(Required action)
Your answer should be exactly the lines from the one that contains "the worker's white" through the final line of the entries below, and nothing else.

(Extracted records)
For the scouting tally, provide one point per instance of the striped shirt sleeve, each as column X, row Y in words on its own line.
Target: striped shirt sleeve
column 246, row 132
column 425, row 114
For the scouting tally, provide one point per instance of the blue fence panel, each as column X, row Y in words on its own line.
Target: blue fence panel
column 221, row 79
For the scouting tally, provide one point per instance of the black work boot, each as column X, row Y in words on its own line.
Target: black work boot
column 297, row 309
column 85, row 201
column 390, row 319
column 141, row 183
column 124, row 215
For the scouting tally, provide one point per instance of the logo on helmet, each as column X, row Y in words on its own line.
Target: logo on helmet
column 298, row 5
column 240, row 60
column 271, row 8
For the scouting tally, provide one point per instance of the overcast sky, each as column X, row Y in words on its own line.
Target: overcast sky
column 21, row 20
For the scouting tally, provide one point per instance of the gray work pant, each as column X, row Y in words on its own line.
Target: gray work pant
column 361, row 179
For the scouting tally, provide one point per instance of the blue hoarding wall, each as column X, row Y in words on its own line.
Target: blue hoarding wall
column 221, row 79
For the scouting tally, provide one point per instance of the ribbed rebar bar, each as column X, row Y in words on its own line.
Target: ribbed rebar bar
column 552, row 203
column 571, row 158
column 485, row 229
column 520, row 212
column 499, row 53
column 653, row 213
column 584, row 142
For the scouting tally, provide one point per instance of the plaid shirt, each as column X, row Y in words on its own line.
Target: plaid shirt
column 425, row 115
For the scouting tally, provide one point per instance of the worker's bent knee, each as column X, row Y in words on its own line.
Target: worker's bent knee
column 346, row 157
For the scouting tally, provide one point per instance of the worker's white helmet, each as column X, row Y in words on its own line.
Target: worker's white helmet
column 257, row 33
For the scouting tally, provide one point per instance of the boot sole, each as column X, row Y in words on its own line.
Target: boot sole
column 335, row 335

(Exercise response)
For the scouting tally, provide one point per instance of the worker's white helmet, each as column X, row Y in words on its own line.
Target: worker's white helmet
column 257, row 33
For the scouting tally, provide one point per instance of the boot sole, each as column X, row Y in words on its own line.
Target: boot sole
column 335, row 335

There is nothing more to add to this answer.